** BEGIN **

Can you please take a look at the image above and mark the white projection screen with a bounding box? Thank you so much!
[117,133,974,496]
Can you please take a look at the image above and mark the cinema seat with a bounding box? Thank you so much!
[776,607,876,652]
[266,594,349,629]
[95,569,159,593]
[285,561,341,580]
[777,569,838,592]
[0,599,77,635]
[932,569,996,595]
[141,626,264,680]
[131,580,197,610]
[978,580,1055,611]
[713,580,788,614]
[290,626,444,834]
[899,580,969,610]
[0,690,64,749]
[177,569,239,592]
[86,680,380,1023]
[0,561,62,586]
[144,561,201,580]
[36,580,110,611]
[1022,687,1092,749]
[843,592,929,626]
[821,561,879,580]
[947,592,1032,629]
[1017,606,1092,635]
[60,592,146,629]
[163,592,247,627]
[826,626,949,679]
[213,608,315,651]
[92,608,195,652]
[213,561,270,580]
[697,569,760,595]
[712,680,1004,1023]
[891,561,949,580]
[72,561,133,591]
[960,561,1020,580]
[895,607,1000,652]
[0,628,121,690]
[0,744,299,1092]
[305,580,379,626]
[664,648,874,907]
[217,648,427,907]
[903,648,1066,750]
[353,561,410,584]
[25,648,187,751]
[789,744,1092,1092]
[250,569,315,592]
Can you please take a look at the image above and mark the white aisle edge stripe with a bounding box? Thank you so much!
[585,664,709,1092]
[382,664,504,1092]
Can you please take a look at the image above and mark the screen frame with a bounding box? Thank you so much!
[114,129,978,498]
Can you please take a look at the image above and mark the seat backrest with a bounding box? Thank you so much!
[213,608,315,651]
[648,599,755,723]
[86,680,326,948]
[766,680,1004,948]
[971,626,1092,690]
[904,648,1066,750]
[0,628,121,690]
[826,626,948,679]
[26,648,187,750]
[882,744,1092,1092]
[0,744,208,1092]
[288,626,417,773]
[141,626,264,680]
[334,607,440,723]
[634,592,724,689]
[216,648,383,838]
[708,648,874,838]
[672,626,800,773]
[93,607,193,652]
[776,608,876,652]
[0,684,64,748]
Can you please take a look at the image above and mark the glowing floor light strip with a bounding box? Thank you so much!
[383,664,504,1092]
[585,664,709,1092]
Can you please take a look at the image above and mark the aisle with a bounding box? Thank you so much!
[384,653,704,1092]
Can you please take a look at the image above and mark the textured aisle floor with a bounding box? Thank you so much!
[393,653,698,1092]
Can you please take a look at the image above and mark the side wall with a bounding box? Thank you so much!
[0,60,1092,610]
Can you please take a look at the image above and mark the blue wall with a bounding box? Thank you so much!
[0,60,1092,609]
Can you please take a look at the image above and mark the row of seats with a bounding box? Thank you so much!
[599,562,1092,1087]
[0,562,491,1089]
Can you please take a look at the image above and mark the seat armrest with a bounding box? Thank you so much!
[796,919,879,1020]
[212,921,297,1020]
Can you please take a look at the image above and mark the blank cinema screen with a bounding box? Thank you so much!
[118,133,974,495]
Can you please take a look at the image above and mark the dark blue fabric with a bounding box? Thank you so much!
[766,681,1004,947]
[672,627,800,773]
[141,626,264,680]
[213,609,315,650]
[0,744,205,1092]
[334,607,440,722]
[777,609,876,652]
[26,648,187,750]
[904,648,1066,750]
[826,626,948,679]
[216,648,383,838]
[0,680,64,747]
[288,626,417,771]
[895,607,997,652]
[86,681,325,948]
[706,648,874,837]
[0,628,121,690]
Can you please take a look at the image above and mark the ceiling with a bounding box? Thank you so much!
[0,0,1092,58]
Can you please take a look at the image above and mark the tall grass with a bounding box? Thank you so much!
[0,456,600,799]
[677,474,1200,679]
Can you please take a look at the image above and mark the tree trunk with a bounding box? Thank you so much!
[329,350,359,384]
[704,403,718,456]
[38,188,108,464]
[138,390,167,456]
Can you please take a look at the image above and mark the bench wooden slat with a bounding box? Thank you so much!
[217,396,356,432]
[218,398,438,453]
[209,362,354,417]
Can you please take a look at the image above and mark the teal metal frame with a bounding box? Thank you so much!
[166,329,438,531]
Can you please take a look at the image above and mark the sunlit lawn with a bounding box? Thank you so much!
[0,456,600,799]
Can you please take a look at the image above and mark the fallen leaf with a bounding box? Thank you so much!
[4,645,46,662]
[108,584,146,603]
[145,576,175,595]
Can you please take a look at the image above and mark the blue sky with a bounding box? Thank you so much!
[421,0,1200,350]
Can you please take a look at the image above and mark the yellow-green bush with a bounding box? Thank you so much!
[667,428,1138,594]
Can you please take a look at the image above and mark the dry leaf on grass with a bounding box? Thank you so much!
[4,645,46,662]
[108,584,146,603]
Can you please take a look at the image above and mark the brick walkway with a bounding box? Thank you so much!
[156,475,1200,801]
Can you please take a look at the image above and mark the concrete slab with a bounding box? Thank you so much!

** END **

Switch every "bounding box" in the material above to "rectangle" and give the material again with nothing else changed.

Can you please take a look at the image above and mark the white projection screen with a rectangle? Thank you so much!
[117,133,974,496]
Can you please take a look at the image above and mark the cinema seat with a rectangle? Thank you so much!
[776,607,876,652]
[266,594,349,629]
[95,569,159,593]
[285,561,341,580]
[777,569,838,592]
[0,599,77,635]
[932,569,996,595]
[141,626,264,680]
[131,580,197,610]
[978,580,1055,611]
[713,580,788,614]
[290,626,444,834]
[899,580,969,610]
[0,690,64,749]
[177,569,239,592]
[86,680,380,1023]
[0,561,62,586]
[144,561,201,580]
[36,580,110,611]
[1022,687,1092,749]
[843,592,929,626]
[821,561,879,580]
[947,592,1032,629]
[1017,606,1092,635]
[60,592,146,629]
[163,592,247,627]
[826,626,949,679]
[213,608,315,651]
[92,608,195,652]
[213,561,270,580]
[697,569,760,595]
[712,680,1004,1023]
[891,561,949,580]
[72,561,133,591]
[960,561,1020,580]
[895,607,1000,652]
[0,628,121,690]
[0,744,299,1092]
[305,580,379,626]
[664,648,874,907]
[217,648,427,907]
[903,648,1066,750]
[353,561,410,584]
[25,648,187,751]
[789,744,1092,1092]
[250,569,315,592]
Can you please take a look at the image above and mark the white aisle edge stripe with a rectangle? Thank you so much!
[585,664,709,1092]
[382,664,504,1092]
Can you please take a look at the image above and mark the screen frame with a rectangle? Thank you so much!
[114,129,978,498]
Can you please take a look at the image above and mark the seat backrest with a rectangle? Thank you so much!
[213,608,315,651]
[648,599,755,723]
[86,680,326,948]
[766,680,1004,948]
[971,626,1092,690]
[904,648,1066,750]
[0,628,121,690]
[826,626,948,679]
[26,648,187,750]
[882,744,1092,1092]
[0,744,208,1092]
[288,626,417,773]
[141,626,264,680]
[334,607,440,723]
[634,592,724,689]
[216,648,383,838]
[708,648,874,838]
[672,626,800,773]
[93,607,193,652]
[776,608,876,652]
[0,684,64,748]
Can you please take a look at the image above and mark the glowing floor light strip with a rectangle? Thank you so much!
[383,664,504,1092]
[585,664,709,1092]
Can you please take a look at the image above and mark the aisle with a rectangle? Thank you so much!
[384,653,704,1092]
Can you please take a look at the image above and mark the textured aisle floor with a rectangle? Thank you so much!
[393,653,698,1092]
Can you please take a look at the image above and mark the side wall with a rectangle? Thank you so much!
[0,60,1092,610]
Can you please take a look at the image above and mark the blue wall with a rectangle? Thank you so much!
[0,60,1092,609]
Can you please take a look at the image above and mark the row of seats with a rectangle? Thank you so much!
[599,562,1092,1087]
[0,562,491,1089]
Can you please take a look at the image above and mark the seat armrest with a rectangle? Thank you so much!
[796,919,879,1020]
[212,921,297,1020]
Can you please take a look at the image above and mark the blank cinema screen with a rectangle? Thank you so much!
[118,133,974,495]
Can you please take a look at the image above and mark the dark blue fabric with a rectangle? Thank you so much!
[766,681,1004,947]
[672,627,800,773]
[141,626,264,680]
[213,609,315,650]
[0,744,205,1092]
[334,607,440,722]
[777,609,876,652]
[26,648,187,750]
[904,648,1066,750]
[826,626,948,679]
[216,648,383,838]
[0,680,64,747]
[288,626,417,771]
[895,607,997,652]
[86,681,325,948]
[706,648,874,837]
[0,628,121,690]
Can you please take a look at the image above and mark the ceiling with a rectangle? Thank you so much!
[0,0,1092,58]
Can you please take a look at the image above and mark the tall grass with a rectangle? Thank you so much!
[0,456,600,799]
[677,474,1200,679]
Can you please take a look at the image above and mark the tree trunk with a rectangle? Thank you so much!
[329,350,359,384]
[704,403,718,456]
[38,188,108,464]
[138,390,167,456]
Can you please take a look at the image above and mark the bench wooden slat with a rectangle? Thank you so much!
[217,396,356,432]
[218,398,438,453]
[209,362,354,417]
Can you please take a look at the image above and mark the teal metal frame with a rectangle? Thank you so much!
[166,329,438,531]
Can you please take a look at the image above and mark the sunlit lawn with a rectangle? Thank you so much!
[0,456,600,799]
Can you please take a look at the image above and mark the fallen leaf with a rectangle? Thank you so much!
[4,645,46,662]
[108,584,146,603]
[145,576,175,595]
Can you please take a look at the image above and mark the blue sky with a rectangle? Thank you so much!
[421,0,1200,350]
Can you please take a look at the image above and mark the yellow-green bush with a rectangle? Thank you so much!
[667,428,1138,594]
Can you please take a look at the image above and mark the dry leaf on grass with a rectangle? Thank you so much!
[4,645,46,662]
[108,584,146,603]
Can you please take a look at the image above and mark the brick walkway with a rectangle? Thank you so much!
[156,475,1200,801]
Can you please take a look at the image above and mark the concrete slab with a rectangle? Thank you so much!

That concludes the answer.